* **INSTRUCTION**
Each entry has to be copied exactly, with nothing missed.
• • • • • • •
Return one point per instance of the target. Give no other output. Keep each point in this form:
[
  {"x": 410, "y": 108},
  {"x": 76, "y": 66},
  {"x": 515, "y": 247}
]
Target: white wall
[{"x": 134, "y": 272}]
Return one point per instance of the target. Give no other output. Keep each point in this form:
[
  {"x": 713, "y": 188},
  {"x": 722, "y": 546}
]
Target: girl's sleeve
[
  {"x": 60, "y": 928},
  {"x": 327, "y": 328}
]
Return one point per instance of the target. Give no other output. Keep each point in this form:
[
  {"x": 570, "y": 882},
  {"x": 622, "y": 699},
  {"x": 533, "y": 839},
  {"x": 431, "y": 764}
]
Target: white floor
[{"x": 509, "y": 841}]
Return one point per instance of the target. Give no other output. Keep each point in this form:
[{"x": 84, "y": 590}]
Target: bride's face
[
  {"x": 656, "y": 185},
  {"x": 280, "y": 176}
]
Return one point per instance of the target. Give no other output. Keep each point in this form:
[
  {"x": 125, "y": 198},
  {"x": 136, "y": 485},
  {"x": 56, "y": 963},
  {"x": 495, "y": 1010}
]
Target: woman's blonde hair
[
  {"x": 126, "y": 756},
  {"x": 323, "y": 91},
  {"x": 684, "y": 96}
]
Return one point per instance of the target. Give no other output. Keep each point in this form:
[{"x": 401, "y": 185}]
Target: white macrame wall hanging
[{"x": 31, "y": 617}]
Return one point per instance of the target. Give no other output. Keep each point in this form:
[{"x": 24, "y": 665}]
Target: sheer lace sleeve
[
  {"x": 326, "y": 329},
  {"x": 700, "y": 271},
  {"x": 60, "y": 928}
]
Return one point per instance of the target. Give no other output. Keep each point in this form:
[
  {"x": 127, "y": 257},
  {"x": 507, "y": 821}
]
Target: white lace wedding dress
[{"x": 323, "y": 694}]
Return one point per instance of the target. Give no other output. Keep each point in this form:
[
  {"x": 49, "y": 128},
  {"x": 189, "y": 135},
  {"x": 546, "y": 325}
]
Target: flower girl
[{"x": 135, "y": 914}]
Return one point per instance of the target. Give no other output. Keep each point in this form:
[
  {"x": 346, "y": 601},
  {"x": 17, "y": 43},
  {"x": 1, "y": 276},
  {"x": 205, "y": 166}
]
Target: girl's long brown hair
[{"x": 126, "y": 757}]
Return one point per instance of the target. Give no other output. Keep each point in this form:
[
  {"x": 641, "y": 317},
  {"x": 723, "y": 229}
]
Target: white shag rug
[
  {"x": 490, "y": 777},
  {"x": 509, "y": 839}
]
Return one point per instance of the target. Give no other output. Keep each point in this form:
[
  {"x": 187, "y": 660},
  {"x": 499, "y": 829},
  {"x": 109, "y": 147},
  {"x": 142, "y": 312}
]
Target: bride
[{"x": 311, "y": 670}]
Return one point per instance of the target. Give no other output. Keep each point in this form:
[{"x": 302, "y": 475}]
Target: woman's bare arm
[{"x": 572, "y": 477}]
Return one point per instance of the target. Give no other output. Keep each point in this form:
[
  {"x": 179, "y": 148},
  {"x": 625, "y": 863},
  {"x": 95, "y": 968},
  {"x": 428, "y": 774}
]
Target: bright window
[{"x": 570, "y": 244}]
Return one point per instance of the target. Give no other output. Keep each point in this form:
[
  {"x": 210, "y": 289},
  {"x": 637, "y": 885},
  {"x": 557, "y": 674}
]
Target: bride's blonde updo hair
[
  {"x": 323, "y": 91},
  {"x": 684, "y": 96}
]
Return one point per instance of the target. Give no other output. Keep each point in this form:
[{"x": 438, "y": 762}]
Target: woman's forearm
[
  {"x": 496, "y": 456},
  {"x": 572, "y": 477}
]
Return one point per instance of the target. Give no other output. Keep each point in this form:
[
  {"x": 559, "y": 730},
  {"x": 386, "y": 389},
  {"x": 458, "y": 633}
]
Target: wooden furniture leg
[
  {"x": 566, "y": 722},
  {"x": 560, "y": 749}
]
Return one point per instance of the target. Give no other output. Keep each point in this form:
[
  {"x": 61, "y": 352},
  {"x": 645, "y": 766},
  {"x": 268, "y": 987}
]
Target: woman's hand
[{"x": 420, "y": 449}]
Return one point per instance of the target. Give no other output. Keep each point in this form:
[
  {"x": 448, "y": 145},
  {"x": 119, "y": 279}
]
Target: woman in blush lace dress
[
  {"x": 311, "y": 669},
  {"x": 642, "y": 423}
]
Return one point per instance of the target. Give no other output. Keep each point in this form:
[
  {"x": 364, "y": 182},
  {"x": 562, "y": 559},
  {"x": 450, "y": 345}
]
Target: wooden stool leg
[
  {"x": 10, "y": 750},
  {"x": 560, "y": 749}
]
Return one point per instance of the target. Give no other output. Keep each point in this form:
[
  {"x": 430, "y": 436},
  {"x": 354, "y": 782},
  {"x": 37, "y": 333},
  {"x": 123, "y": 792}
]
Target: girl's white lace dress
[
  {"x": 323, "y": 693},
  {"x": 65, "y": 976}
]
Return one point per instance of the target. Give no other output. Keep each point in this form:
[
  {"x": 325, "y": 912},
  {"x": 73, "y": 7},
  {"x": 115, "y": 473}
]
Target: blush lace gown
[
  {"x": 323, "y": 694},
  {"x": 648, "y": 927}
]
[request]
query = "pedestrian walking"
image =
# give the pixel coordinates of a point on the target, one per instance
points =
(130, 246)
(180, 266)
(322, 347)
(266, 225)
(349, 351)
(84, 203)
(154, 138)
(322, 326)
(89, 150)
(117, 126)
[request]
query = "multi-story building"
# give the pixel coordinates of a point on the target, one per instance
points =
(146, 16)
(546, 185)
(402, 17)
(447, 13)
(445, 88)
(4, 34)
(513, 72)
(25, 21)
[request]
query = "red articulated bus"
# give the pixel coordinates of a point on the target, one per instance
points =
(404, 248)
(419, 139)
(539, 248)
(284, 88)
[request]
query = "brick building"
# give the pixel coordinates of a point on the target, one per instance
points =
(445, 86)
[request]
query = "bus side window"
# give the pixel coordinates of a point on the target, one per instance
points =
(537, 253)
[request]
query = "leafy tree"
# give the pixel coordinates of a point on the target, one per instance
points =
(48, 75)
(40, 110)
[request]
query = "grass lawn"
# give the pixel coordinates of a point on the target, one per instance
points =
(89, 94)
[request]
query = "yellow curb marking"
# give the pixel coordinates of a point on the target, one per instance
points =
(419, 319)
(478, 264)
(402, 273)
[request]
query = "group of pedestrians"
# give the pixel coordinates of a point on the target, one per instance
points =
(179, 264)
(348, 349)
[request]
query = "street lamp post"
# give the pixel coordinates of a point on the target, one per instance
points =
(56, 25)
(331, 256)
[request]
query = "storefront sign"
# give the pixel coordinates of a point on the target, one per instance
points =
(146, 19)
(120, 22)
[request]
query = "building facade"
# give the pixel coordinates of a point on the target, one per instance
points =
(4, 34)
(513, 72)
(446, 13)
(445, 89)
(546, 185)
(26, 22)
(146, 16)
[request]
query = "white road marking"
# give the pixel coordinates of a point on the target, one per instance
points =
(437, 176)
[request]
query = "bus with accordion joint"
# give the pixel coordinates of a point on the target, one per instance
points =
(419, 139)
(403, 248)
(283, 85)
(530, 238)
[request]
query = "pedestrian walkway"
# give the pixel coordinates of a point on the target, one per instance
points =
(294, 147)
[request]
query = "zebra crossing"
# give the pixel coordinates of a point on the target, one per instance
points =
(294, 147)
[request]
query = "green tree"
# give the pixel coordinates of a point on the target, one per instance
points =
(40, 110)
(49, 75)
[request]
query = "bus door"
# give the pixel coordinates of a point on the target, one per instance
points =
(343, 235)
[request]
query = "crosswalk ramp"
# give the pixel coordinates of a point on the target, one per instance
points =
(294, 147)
• • • • • • •
* **RESULT OF THIS TASK**
Return one point per instance of the target. Give no other output. Keep each point in this form:
[
  {"x": 410, "y": 108},
  {"x": 76, "y": 66},
  {"x": 515, "y": 247}
]
Target: white wall
[{"x": 134, "y": 272}]
Return one point per instance of the target. Give no other output. Keep each point in this form:
[
  {"x": 713, "y": 188},
  {"x": 722, "y": 546}
]
Target: girl's sleeve
[
  {"x": 60, "y": 928},
  {"x": 327, "y": 328}
]
Return one point per instance of the target. Give no other output. Keep each point in this form:
[
  {"x": 570, "y": 882},
  {"x": 622, "y": 699},
  {"x": 533, "y": 839},
  {"x": 431, "y": 764}
]
Target: white floor
[{"x": 509, "y": 841}]
Return one point per instance of the target. Give no other output. Keep each point in this form:
[{"x": 84, "y": 590}]
Target: bride's face
[
  {"x": 656, "y": 185},
  {"x": 280, "y": 176}
]
Return one point per instance of the target. Give no other output. Keep each point in this form:
[
  {"x": 125, "y": 198},
  {"x": 136, "y": 485},
  {"x": 56, "y": 963},
  {"x": 495, "y": 1010}
]
Target: woman's blonde hair
[
  {"x": 126, "y": 756},
  {"x": 323, "y": 91},
  {"x": 684, "y": 96}
]
Return one point per instance of the target. Give no other output. Keep each point in this form:
[{"x": 401, "y": 185}]
Target: white macrame wall hanging
[{"x": 31, "y": 617}]
Return one point per instance of the target. Give no other output. Keep each point in this form:
[{"x": 24, "y": 665}]
Target: sheer lace sleeve
[
  {"x": 326, "y": 329},
  {"x": 700, "y": 271},
  {"x": 60, "y": 928}
]
Return one point per instance of the target. Give no other output. Keep each point in this form:
[
  {"x": 127, "y": 257},
  {"x": 507, "y": 821}
]
Target: white lace wedding dress
[{"x": 323, "y": 694}]
Return one point per instance of the target. Give no other output. Keep each point in this form:
[
  {"x": 49, "y": 128},
  {"x": 189, "y": 135},
  {"x": 546, "y": 325}
]
Target: flower girl
[{"x": 135, "y": 914}]
Return one point per instance of the target. Give no other output. Keep each point in this form:
[
  {"x": 346, "y": 601},
  {"x": 17, "y": 43},
  {"x": 1, "y": 276},
  {"x": 205, "y": 166}
]
Target: girl's long brown hair
[{"x": 126, "y": 757}]
Return one point per instance of the target. Give no other output. Keep each point in this form:
[
  {"x": 641, "y": 317},
  {"x": 723, "y": 229}
]
Target: white shag rug
[
  {"x": 490, "y": 777},
  {"x": 509, "y": 839}
]
Return one point per instance of the target. Give no other output. Keep each point in this form:
[
  {"x": 187, "y": 660},
  {"x": 499, "y": 829},
  {"x": 109, "y": 147},
  {"x": 142, "y": 312}
]
Target: bride
[{"x": 311, "y": 670}]
Return one point per instance of the target. Give no other output. Keep each point in this form:
[{"x": 302, "y": 475}]
Target: woman's bare arm
[{"x": 572, "y": 477}]
Return one point per instance of the target. Give no other output. Keep each point in this form:
[
  {"x": 179, "y": 148},
  {"x": 625, "y": 863},
  {"x": 95, "y": 968},
  {"x": 428, "y": 774}
]
Target: bright window
[{"x": 570, "y": 244}]
Return one point per instance of the target. Give no other output. Keep each point in this form:
[
  {"x": 210, "y": 289},
  {"x": 637, "y": 885},
  {"x": 557, "y": 674}
]
Target: bride's blonde updo hair
[
  {"x": 323, "y": 91},
  {"x": 684, "y": 96}
]
Return one point per instance of the target. Give no other output. Keep each point in this form:
[{"x": 438, "y": 762}]
Target: woman's forearm
[
  {"x": 496, "y": 456},
  {"x": 572, "y": 477}
]
Return one point per instance of the target. Give no other output. Keep each point in this form:
[
  {"x": 559, "y": 730},
  {"x": 386, "y": 389},
  {"x": 458, "y": 633}
]
Target: wooden furniture leg
[
  {"x": 566, "y": 722},
  {"x": 560, "y": 749}
]
Return one point per instance of the target. Give no other output. Keep each point in this form:
[
  {"x": 61, "y": 352},
  {"x": 645, "y": 766},
  {"x": 268, "y": 987}
]
Target: woman's hand
[{"x": 420, "y": 449}]
Return one point per instance of the target. Give no other output. Keep each point in this form:
[
  {"x": 448, "y": 145},
  {"x": 119, "y": 279}
]
Target: woman in blush lace dress
[
  {"x": 311, "y": 669},
  {"x": 642, "y": 423}
]
Return one point per instance of the target. Give no other output. Keep each point in this form:
[
  {"x": 364, "y": 182},
  {"x": 562, "y": 559},
  {"x": 450, "y": 345}
]
Target: wooden stool leg
[
  {"x": 10, "y": 750},
  {"x": 560, "y": 749}
]
Return one point per instance of the target. Give no other output. Keep each point in this form:
[
  {"x": 430, "y": 436},
  {"x": 354, "y": 782},
  {"x": 37, "y": 333},
  {"x": 123, "y": 792}
]
Target: girl's white lace dress
[
  {"x": 323, "y": 693},
  {"x": 65, "y": 976}
]
Return one point per instance of the target. Give no other output. Keep each point in this form:
[
  {"x": 325, "y": 912},
  {"x": 73, "y": 7},
  {"x": 115, "y": 473}
]
Target: blush lace gown
[
  {"x": 323, "y": 694},
  {"x": 648, "y": 927}
]
[request]
query = "pedestrian walking"
image =
# give the pixel coordinates of a point on the target, one per instance
points =
(130, 246)
(180, 266)
(322, 347)
(266, 225)
(349, 351)
(84, 203)
(154, 138)
(322, 326)
(89, 150)
(117, 126)
[request]
query = "multi-story building"
# give the pixel coordinates of a point on the target, one per instance
points =
(146, 16)
(546, 185)
(402, 17)
(447, 13)
(445, 88)
(4, 34)
(513, 72)
(25, 21)
[request]
query = "red articulated bus"
# give the pixel coordinates of a point on the target, one per instance
points =
(404, 248)
(419, 139)
(539, 248)
(284, 88)
[request]
query = "brick building"
# give the pixel coordinates of a point on the target, one per instance
points =
(445, 86)
[request]
query = "bus side window"
# give the pixel coordinates of a point on the target, one per instance
points =
(537, 253)
[request]
query = "leafy tree"
# give the pixel coordinates of a point on the target, one per instance
points =
(48, 75)
(40, 110)
[request]
query = "grass lawn"
# give the pixel coordinates of a point on the target, one per instance
points =
(89, 94)
[request]
query = "yellow curb marking"
# give the pixel coordinates of a point on the target, one per instance
points =
(419, 319)
(478, 264)
(402, 273)
[request]
query = "group of pedestrians"
# give the pixel coordinates of a point on the target, one per instance
points =
(179, 264)
(348, 349)
[request]
query = "street lamp post"
# give the pixel coordinates of a point on the target, one per instance
points =
(56, 25)
(331, 256)
[request]
query = "storefront sign"
# give the pixel coordinates of a point on the target, one per instance
points =
(146, 19)
(120, 22)
[request]
query = "building facade"
# give the pixel coordinates of a point on the target, one per instance
points =
(4, 34)
(513, 72)
(446, 13)
(445, 89)
(546, 185)
(26, 22)
(146, 16)
[request]
query = "white road marking"
# give the pixel coordinates of a point on the target, one per instance
points =
(437, 176)
[request]
query = "bus with accordion joint"
# give the pixel coordinates of a point on the target, one per instance
points =
(419, 139)
(403, 248)
(283, 85)
(530, 238)
[request]
query = "pedestrian walkway"
# give the pixel coordinates of a point on the target, one per instance
points =
(294, 147)
[request]
query = "zebra crossing"
# give the pixel coordinates of a point on the target, one per instance
points =
(294, 147)
[request]
query = "green tree"
# give the pixel coordinates of a point on the target, one per instance
points =
(40, 110)
(49, 75)
[request]
query = "bus door"
# give the pixel coordinates of a point on the target, one per instance
points =
(343, 235)
[request]
query = "crosswalk ramp"
# give the pixel coordinates of a point on the target, one per instance
points =
(294, 147)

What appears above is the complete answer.